MATERIAL SHOWN:
--

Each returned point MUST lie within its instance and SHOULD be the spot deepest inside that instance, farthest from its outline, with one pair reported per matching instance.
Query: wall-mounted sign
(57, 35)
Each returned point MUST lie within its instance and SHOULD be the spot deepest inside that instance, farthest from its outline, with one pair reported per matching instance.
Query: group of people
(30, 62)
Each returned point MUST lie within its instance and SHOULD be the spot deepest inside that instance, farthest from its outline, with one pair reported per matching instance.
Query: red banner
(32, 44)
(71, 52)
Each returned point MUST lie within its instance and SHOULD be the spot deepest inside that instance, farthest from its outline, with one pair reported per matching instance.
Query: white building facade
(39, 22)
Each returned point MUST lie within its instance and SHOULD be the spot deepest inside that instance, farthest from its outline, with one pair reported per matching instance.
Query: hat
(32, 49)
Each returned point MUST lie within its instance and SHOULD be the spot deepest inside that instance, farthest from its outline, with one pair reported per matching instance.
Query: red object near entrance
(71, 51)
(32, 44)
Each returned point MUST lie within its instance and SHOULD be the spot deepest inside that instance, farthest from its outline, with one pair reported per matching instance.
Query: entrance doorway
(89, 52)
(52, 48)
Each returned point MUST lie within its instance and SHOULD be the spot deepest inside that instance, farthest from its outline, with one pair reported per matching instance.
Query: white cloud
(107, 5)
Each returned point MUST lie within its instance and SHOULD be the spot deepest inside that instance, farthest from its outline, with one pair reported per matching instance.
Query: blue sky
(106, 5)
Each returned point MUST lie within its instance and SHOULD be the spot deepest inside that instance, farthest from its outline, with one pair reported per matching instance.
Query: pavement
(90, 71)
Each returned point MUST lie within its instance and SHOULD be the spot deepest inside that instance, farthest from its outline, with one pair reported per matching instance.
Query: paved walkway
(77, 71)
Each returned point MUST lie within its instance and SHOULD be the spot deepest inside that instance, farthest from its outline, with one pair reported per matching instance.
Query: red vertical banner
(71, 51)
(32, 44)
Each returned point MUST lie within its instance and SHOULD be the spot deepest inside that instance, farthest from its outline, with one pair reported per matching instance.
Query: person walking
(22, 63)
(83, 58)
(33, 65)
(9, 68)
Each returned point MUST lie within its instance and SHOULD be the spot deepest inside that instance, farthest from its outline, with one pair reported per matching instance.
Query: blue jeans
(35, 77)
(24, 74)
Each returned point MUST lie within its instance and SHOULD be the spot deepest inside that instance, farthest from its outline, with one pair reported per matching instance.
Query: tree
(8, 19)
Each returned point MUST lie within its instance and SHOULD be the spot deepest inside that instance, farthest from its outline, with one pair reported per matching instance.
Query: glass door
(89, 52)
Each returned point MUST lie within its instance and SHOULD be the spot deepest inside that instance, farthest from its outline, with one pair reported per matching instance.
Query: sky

--

EXERCISE PROMPT: From the listing above, reproduce all the lines exactly.

RESPONSE:
Each returned point MUST lie within its instance and SHOULD be the spot deepest inside that instance, farthest from its outline, with one pair reported per matching instance.
Query: wall-mounted sign
(57, 35)
Each returned point MUST lie within its instance and SHOULD be the spot deepest inside that instance, farthest from its outline, with one pair reported per matching instance.
Query: group of people
(30, 62)
Each returned point MUST lie within its instance and SHOULD be the spot deepest inside that instance, farthest from its outline, with one pair reported per matching instance.
Query: red banner
(32, 44)
(71, 52)
Each returned point MUST lie within its instance and SHOULD be the spot deepest inside that instance, farthest from its outline, with one pair reported per matching instance.
Query: white building facade
(39, 22)
Each returned point MUST lie within its instance and SHOULD be the spot deepest inside that instance, farthest from its outline, with one pair reported per matching instance.
Query: hat
(32, 49)
Each returned point MUST lie within its instance and SHOULD be the spot deepest inside that instance, farthest from its outline, with one pair reported per matching instance.
Query: red object near entrance
(71, 51)
(32, 44)
Each returned point MUST lie within its instance and SHOULD be the spot deepest inside that instance, farthest from its outline, with one pair reported per matching instance.
Query: entrance doorway
(89, 52)
(52, 48)
Each returned point MUST lie within its instance and SHOULD be the spot deepest inside that instance, farthest from its outline, with one pair reported per matching instance.
Query: white cloud
(107, 5)
Each returned point MUST lie within its instance and SHOULD be the spot deepest inside that instance, farthest from its outline, with one pair reported per matching instance.
Query: blue sky
(106, 5)
Each returned point MUST lie within its instance and SHOULD be the spot deepest inside that instance, farthest from its outline, with one pair reported per matching instance.
Query: pavement
(90, 71)
Each returned point MUST lie within its instance and SHOULD be the spot deepest inside that instance, farthest from its outline, with one pair reported per matching instance.
Query: paved walkway
(77, 71)
Each returned point MUST lie within its instance and SHOULD be the spot deepest inside that instance, farthest from its outline, with one pair reported per matching instance.
Query: red vertical banner
(71, 51)
(32, 44)
Each returned point MUST lie within its instance and SHOULD be the spot deepest inside that instance, farthest from its outline, with one pair reported per matching instance.
Query: person walking
(22, 63)
(83, 58)
(33, 65)
(9, 68)
Each returned point MUST lie within its instance and SHOULD be the spot deepest inside that instance, farthest from its outline, with one pair reported per matching instance.
Query: blue jeans
(35, 77)
(24, 74)
Each returned point MUST lie within its instance and SHOULD be the spot deepest inside that instance, farthest from its outline, with one pair reported per matching instance.
Query: tree
(8, 19)
Each returned point MUST lie within its instance and SHOULD be the spot deepest inside that instance, farthest from its outline, with one pair reported per matching instance.
Query: glass door
(89, 52)
Each returned point MUST lie within its instance and SHOULD be the spot deepest inside that instance, farthest from its outline, with one pair reported per matching instance.
Query: sky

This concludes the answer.